Arbeitsauftrag - Schreiben Sie den folgenden Textauszug über die Aufbewahrung und Dokumentation von Museumsobjekten vollständig und wortgetreu ab.

Textauszug -
Auch die Aufbewahrung der Objekte in verschiedenen Depoträumen folgt einer ganz bestimmten Systematik. Meist unterscheiden sie sich von der Materialgattung: Keramik-Depot, Handschriften-Depot, Textil-Depot...
Heute haben Museen ein Datenbanksystem, in dem sie ihre Dokumentation eintragen. Hier wird neben den Grunddaten wie Entstehungsort und -zeitraum alles festgehalten, was das Objekt betrifft:
Der Stand der Restaurierung, die Aufbewahrungsbedingungen wie zum Beispiel die erforderliche Raumtemperatur oder die Luftfeuchtigkeit, die Provenienzgeschichte des Objekts und die Literatur, in der es erwähnt wird; es können auch Fotoaufnahmen abgelegt werden.
Wichtig ist, immer zu dokumentieren, wenn das Objekt seinen Standort ändert, sei es, dass die Restaurator:innen es in ihre Werkstatt nehmen oder dass das Objekt in einer Ausstellung gezeigt wird - so geht es nicht verloren!
Es gibt viele Fernsehshows und Selbsthilfebücher zum Thema "Aufräumen", die den Zuschauer:innen und Leser:innen beibringen sollen, wie sie Ordnung in ihr eigenes Zuhause bringen. Ein wiederkehrender Tipp ist das Einteilen der Gegenstände in Kategorien, die Sortierung nach Farbe, das Einordnen in ein System von verschiedenen Behältern und die Beschriftung derselben. Ganz ähnlich, wie wir es auch für das Depot gesehen haben.

Bereitgestellte Daten -
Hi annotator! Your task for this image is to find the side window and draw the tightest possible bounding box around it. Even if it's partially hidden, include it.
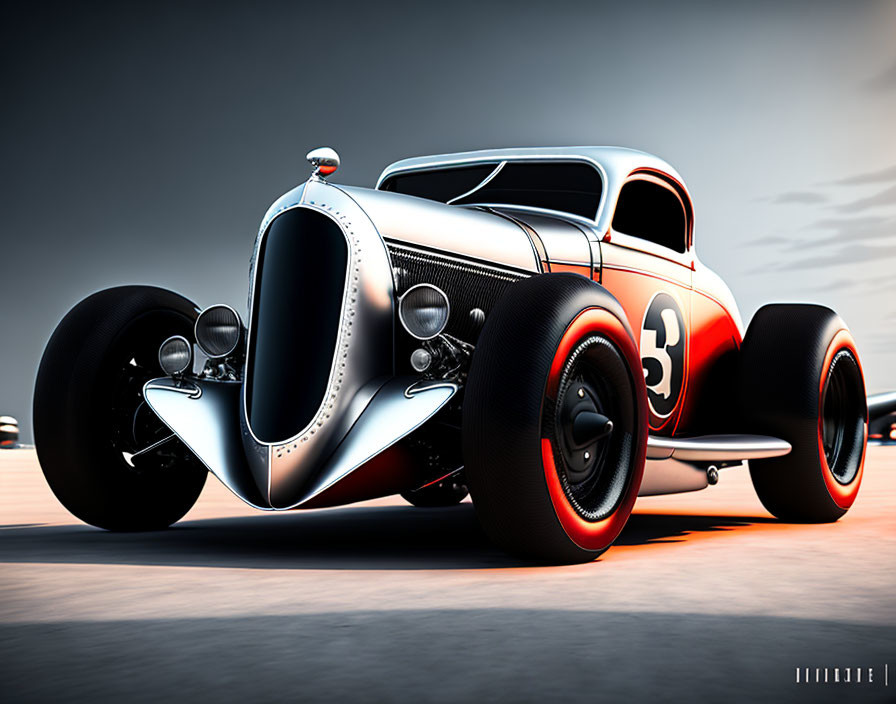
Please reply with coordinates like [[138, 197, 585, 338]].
[[613, 179, 687, 252]]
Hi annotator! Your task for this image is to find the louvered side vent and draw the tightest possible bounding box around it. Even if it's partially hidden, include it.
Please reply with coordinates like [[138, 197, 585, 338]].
[[387, 242, 529, 342]]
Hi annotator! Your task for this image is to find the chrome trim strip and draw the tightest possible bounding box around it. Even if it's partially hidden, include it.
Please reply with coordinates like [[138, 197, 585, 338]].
[[607, 228, 694, 269], [647, 435, 792, 462], [276, 377, 459, 510], [550, 259, 594, 269], [868, 391, 896, 421], [488, 209, 550, 272], [445, 161, 507, 205], [143, 377, 271, 511], [457, 203, 594, 230], [385, 238, 533, 281], [375, 153, 609, 225], [601, 262, 692, 298]]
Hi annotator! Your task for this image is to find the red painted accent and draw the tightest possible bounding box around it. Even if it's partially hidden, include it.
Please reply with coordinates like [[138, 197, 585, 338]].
[[298, 445, 421, 509], [601, 264, 692, 435], [818, 330, 868, 509], [541, 308, 647, 550], [675, 289, 742, 433]]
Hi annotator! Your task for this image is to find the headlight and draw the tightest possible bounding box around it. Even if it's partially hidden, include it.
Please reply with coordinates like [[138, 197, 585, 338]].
[[398, 284, 449, 340], [159, 335, 193, 376], [195, 305, 243, 359]]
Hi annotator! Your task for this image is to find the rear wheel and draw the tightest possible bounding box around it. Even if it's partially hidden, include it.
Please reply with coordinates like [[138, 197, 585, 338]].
[[34, 286, 208, 530], [739, 304, 868, 523], [463, 274, 647, 562]]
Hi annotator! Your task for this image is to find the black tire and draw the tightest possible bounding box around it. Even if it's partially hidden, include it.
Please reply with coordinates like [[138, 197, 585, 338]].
[[462, 273, 647, 563], [738, 304, 868, 523], [401, 477, 469, 508], [34, 286, 208, 530]]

Antwort -
Auch die Aufbewahrung der Objekte in verschiedenen Depoträumen folgt einer ganz bestimmten Systematik. Meist unterscheiden sie sich von der Materialgattung: Keramik-Depot, Handschriften-Depot, Textil-Depot...
Heute haben Museen ein Datenbanksystem, in dem sie ihre Dokumentation eintragen. Hier wird neben den Grunddaten wie Entstehungsort und -zeitraum alles festgehalten, was das Objekt betrifft:
Der Stand der Restaurierung, die Aufbewahrungsbedingungen wie zum Beispiel die erforderliche Raumtemperatur oder die Luftfeuchtigkeit, die Provenienzgeschichte des Objekts und die Literatur, in der es erwähnt wird; es können auch Fotoaufnahmen abgelegt werden.
Wichtig ist, immer zu dokumentieren, wenn das Objekt seinen Standort ändert, sei es, dass die Restaurator:innen es in ihre Werkstatt nehmen oder dass das Objekt in einer Ausstellung gezeigt wird - so geht es nicht verloren!
Es gibt viele Fernsehshows und Selbsthilfebücher zum Thema "Aufräumen", die den Zuschauer:innen und Leser:innen beibringen sollen, wie sie Ordnung in ihr eigenes Zuhause bringen. Ein wiederkehrender Tipp ist das Einteilen der Gegenstände in Kategorien, die Sortierung nach Farbe, das Einordnen in ein System von verschiedenen Behältern und die Beschriftung derselben. Ganz ähnlich, wie wir es auch für das Depot gesehen haben.